**About this task**
For this exercise, write out every entry exactly and leave the pictures out.

**Data**
◆ ◆ ◆

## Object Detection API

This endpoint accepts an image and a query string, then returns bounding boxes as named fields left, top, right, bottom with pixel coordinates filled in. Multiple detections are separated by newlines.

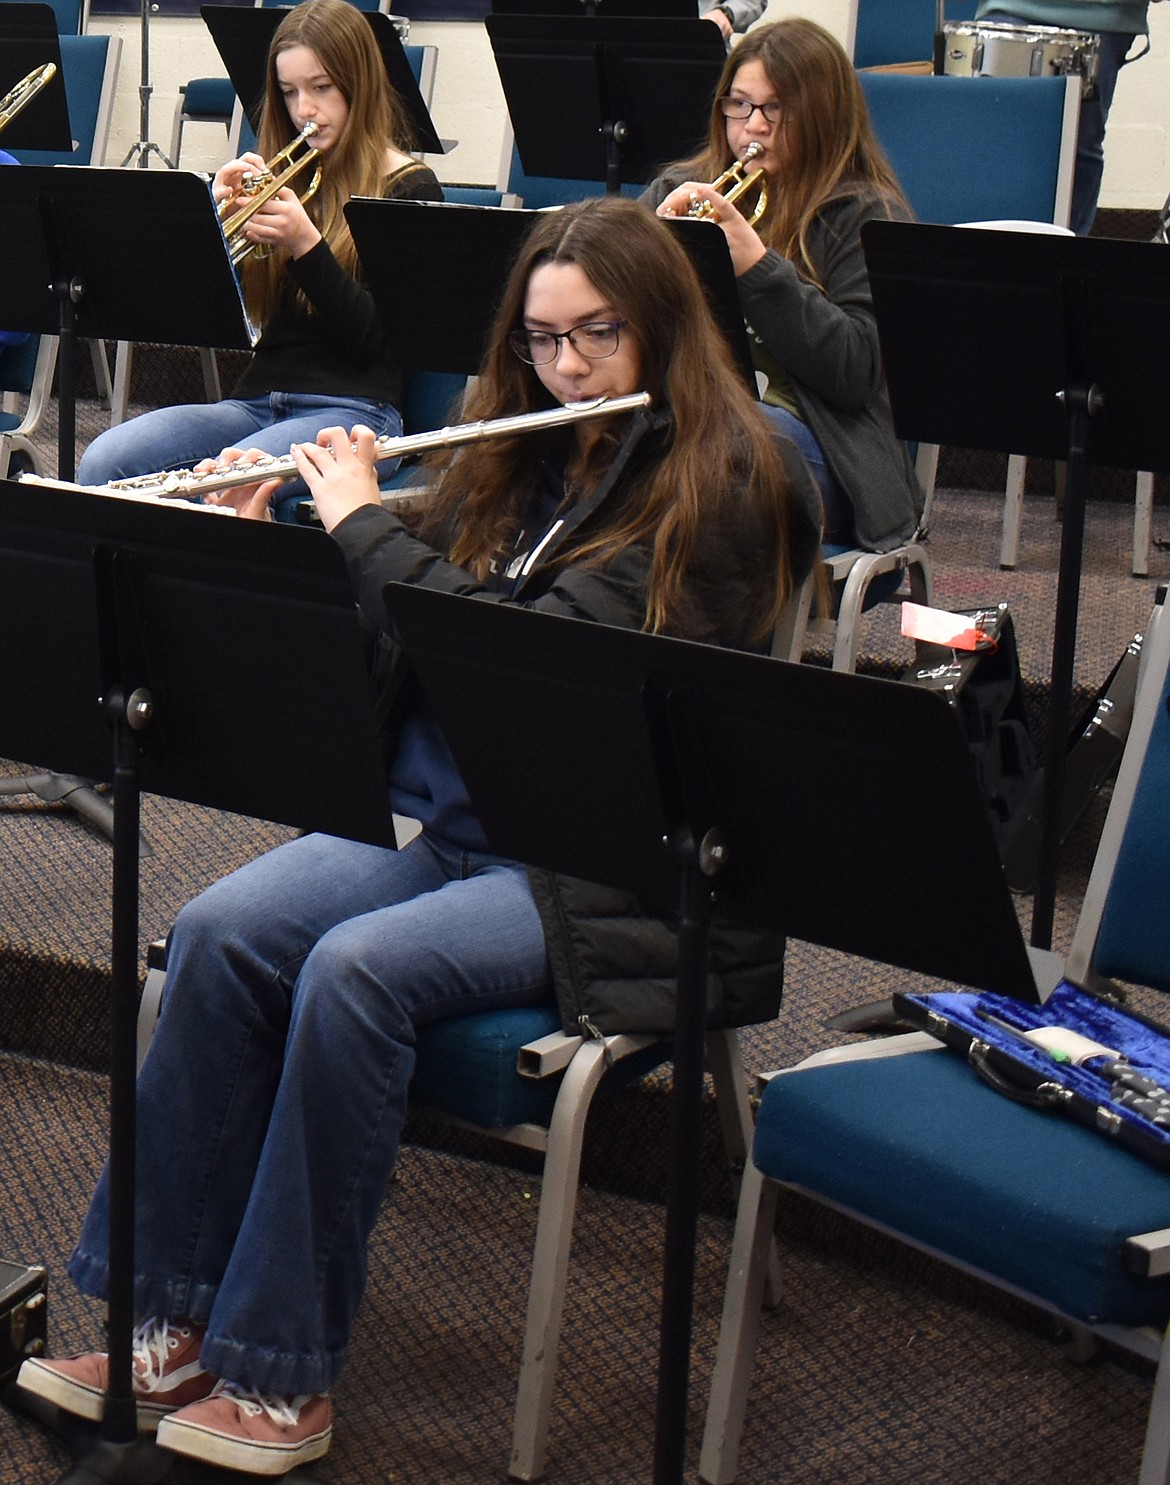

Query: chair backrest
left=403, top=42, right=437, bottom=110
left=858, top=71, right=1078, bottom=228
left=848, top=0, right=979, bottom=70
left=495, top=120, right=644, bottom=209
left=8, top=33, right=120, bottom=166
left=0, top=335, right=40, bottom=401
left=0, top=0, right=86, bottom=33
left=1067, top=601, right=1170, bottom=994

◆ ◆ ◆

**Result of the task**
## Object Detection API

This endpoint accepts an image and a query string, then returns bounding boxes as named fields left, top, right, bottom with pixel coordinates filled in. Multiple detections are separated by newlines.


Query: chair backrest
left=403, top=42, right=437, bottom=110
left=858, top=71, right=1078, bottom=228
left=848, top=0, right=979, bottom=70
left=495, top=120, right=644, bottom=209
left=8, top=33, right=120, bottom=166
left=0, top=335, right=40, bottom=401
left=0, top=0, right=86, bottom=33
left=1067, top=601, right=1170, bottom=994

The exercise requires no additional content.